— start of SOURCE EXTRACT —
Notable differences between the CFTC's and Prudential Regulators' rules

The CFTC's final rules have a few notable differences from the Prudential Regulators' rules, including:

  • Providing for a broader exemption from swaps between Covered Swap Entities and their affiliates than the more limited exemption provided by the Prudential Regulators, but with an anti-evasion provision;
  • Delegating authority to the National Futures Association ("NFA"), the self-regulatory organization in the futures and swaps industry, to approve initial margin models, which could also be approved by the CFTC (the Prudential Regulators would undertake their own approvals);
  • Excluding from the financial end user definition treasury affiliates that qualify for an exemption from mandatory clearing that the CFTC has exempted by rule (the Prudential Regulators have stated that they will include this provision if the CFTC acts to exempt such entities, which currently qualify for an exemption under CFTC staff no-action letters, by rule);
  • Requiring that the variation margin calculation use methods, procedures, rules, and inputs that, to the maximum extent practicable rely on recently executed transactions, valuations provided by independent third parties, and other objective criteria (the Prudential Regulators' rules do not contain this provision); and
  • Not addressing cross-border application of the rules, which are being considered by the CFTC in a separate proposal.

Even with the relief provided for in the CFTC's and the Prudential Regulators' rules, however, the obligations of the rules represent a significant regulatory burden and cost on the OTC swaps market that did not exist before. It remains to be seen how the swaps market will respond to these requirements.
— end of SOURCE EXTRACT —
— start of EXTRACTED DATA —
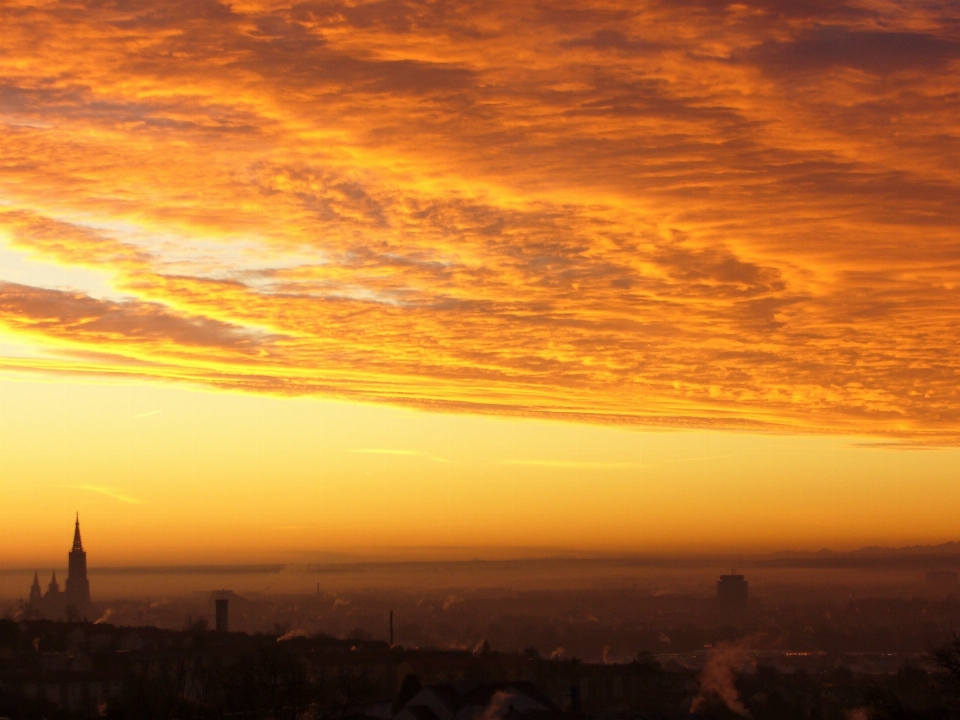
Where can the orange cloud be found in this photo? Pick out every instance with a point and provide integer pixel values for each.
(679, 214)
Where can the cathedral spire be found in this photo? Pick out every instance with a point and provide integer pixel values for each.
(77, 544)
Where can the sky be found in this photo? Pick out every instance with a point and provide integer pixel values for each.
(279, 280)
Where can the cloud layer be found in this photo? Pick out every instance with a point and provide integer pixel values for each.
(674, 214)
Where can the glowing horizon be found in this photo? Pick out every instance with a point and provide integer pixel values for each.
(641, 218)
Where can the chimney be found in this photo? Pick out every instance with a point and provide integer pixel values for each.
(222, 611)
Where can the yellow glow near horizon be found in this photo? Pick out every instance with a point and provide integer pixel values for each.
(593, 267)
(169, 475)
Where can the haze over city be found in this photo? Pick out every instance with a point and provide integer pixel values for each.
(428, 360)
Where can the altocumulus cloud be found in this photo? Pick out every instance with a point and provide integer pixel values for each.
(694, 214)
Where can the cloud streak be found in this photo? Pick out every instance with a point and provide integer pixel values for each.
(679, 215)
(110, 492)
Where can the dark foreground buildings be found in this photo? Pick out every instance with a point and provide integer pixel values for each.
(733, 596)
(73, 602)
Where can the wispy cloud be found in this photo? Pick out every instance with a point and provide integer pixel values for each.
(679, 215)
(110, 492)
(575, 464)
(408, 453)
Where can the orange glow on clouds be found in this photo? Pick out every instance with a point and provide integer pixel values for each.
(696, 215)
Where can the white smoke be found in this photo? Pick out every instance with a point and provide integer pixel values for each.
(718, 677)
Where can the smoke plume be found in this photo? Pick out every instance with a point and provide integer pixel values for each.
(718, 677)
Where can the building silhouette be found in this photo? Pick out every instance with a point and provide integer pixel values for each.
(77, 590)
(733, 596)
(74, 600)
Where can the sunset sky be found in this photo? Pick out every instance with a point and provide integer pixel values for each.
(473, 279)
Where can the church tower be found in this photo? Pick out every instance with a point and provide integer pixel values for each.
(36, 594)
(77, 590)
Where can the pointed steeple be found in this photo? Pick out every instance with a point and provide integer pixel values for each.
(35, 592)
(54, 587)
(77, 544)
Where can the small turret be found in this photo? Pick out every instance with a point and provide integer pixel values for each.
(53, 589)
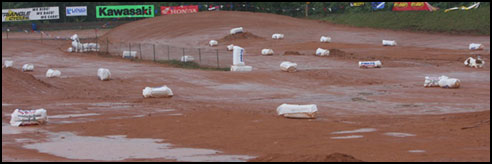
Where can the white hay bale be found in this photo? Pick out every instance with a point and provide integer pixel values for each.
(237, 30)
(288, 66)
(431, 81)
(244, 68)
(389, 43)
(238, 56)
(130, 54)
(370, 64)
(187, 58)
(8, 63)
(475, 46)
(28, 117)
(28, 67)
(476, 63)
(325, 39)
(53, 73)
(212, 43)
(267, 52)
(446, 82)
(230, 47)
(322, 52)
(162, 91)
(297, 111)
(278, 36)
(103, 74)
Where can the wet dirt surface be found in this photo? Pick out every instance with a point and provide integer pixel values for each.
(382, 114)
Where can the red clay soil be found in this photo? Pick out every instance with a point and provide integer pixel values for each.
(235, 112)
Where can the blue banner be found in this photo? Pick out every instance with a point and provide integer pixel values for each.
(377, 5)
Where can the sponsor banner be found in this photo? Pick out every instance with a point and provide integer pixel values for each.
(76, 10)
(377, 5)
(26, 14)
(167, 10)
(356, 4)
(128, 11)
(410, 6)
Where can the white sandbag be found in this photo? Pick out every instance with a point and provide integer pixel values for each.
(431, 81)
(244, 68)
(213, 43)
(297, 111)
(277, 36)
(28, 117)
(8, 63)
(325, 39)
(238, 54)
(103, 74)
(230, 47)
(162, 91)
(267, 52)
(288, 66)
(472, 62)
(475, 46)
(53, 73)
(237, 30)
(370, 64)
(446, 82)
(187, 58)
(389, 43)
(130, 54)
(322, 52)
(27, 67)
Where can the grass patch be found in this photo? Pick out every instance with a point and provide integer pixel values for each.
(475, 21)
(190, 65)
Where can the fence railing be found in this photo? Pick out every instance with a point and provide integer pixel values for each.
(208, 57)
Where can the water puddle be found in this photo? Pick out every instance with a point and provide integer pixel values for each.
(363, 130)
(347, 137)
(72, 115)
(397, 134)
(7, 129)
(118, 147)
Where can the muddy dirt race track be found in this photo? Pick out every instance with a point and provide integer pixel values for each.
(381, 114)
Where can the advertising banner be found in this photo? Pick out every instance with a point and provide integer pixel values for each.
(166, 10)
(126, 11)
(413, 6)
(76, 10)
(26, 14)
(377, 5)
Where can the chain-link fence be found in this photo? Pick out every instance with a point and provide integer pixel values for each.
(207, 57)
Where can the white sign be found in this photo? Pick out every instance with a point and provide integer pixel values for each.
(26, 14)
(76, 11)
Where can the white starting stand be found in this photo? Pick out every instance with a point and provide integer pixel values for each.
(82, 47)
(238, 61)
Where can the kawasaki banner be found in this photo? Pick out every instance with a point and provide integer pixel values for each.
(26, 14)
(128, 11)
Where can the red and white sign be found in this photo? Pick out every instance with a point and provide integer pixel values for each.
(409, 6)
(166, 10)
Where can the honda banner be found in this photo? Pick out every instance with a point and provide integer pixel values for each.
(166, 10)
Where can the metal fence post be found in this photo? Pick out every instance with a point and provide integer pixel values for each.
(217, 58)
(153, 45)
(107, 45)
(140, 47)
(200, 55)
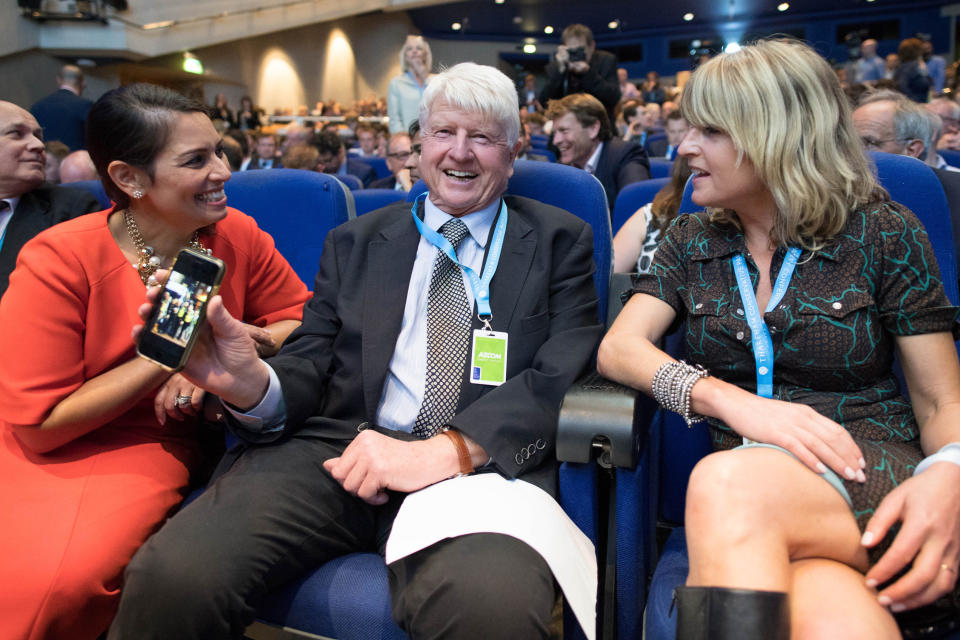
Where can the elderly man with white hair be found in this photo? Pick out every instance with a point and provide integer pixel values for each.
(438, 344)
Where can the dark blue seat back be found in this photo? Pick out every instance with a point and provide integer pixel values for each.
(95, 187)
(573, 190)
(632, 197)
(660, 167)
(367, 200)
(298, 208)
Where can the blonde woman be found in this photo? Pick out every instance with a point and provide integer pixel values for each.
(405, 90)
(826, 523)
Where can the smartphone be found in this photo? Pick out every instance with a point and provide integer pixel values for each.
(174, 323)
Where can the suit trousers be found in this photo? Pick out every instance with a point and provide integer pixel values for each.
(276, 515)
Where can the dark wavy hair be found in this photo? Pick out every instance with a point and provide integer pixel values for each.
(133, 124)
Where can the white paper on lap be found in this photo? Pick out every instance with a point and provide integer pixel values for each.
(489, 503)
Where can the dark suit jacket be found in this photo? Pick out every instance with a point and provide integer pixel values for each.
(621, 163)
(63, 116)
(37, 210)
(333, 368)
(384, 183)
(600, 81)
(362, 170)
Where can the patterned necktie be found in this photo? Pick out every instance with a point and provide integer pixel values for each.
(448, 337)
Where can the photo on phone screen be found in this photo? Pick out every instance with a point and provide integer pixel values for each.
(176, 318)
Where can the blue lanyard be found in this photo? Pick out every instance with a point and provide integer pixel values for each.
(479, 284)
(760, 335)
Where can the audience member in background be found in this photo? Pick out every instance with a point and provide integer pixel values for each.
(366, 141)
(27, 205)
(628, 90)
(638, 238)
(334, 159)
(911, 76)
(870, 67)
(578, 67)
(936, 66)
(584, 137)
(828, 521)
(398, 151)
(296, 134)
(63, 113)
(97, 444)
(949, 112)
(56, 151)
(676, 129)
(528, 95)
(221, 115)
(77, 167)
(652, 91)
(264, 155)
(310, 487)
(232, 151)
(536, 122)
(403, 94)
(413, 160)
(526, 152)
(248, 116)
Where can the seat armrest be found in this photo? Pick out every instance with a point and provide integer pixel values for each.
(602, 420)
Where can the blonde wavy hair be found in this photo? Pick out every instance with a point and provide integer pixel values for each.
(783, 108)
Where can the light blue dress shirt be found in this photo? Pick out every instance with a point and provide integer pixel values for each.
(402, 392)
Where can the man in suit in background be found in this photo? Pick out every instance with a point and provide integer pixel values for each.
(398, 150)
(334, 159)
(578, 67)
(376, 386)
(63, 113)
(27, 205)
(582, 133)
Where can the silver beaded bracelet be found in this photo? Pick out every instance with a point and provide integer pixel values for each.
(671, 388)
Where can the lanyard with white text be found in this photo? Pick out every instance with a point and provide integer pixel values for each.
(479, 284)
(760, 335)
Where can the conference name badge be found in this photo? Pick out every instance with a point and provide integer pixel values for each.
(488, 360)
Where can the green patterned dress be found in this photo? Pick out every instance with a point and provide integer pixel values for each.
(833, 333)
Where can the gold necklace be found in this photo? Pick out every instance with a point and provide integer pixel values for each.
(147, 262)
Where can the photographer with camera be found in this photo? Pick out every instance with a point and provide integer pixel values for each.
(579, 68)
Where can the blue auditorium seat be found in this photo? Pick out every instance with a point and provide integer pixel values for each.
(909, 182)
(95, 187)
(348, 598)
(367, 200)
(632, 197)
(296, 207)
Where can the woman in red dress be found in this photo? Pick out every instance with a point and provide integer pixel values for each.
(96, 444)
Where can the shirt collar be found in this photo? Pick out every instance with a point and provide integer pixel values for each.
(594, 160)
(478, 222)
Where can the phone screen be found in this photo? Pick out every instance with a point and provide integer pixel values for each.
(176, 317)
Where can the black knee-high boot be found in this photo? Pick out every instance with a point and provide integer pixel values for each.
(718, 613)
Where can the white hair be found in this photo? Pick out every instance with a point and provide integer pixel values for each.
(428, 63)
(478, 89)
— end of EXTRACTED DATA —
_GIVEN REQUEST_
Reword the CFTC margin rules passage from "Even with the" to "to these requirements.", replacing "significant" with "substantial". The records were taken from a separate source.

_SOLUTION TO THE EXERCISE_
Even with the relief provided for in the CFTC's and the Prudential Regulators' rules, however, the obligations of the rules represent a substantial regulatory burden and cost on the OTC swaps market that did not exist before. It remains to be seen how the swaps market will respond to these requirements.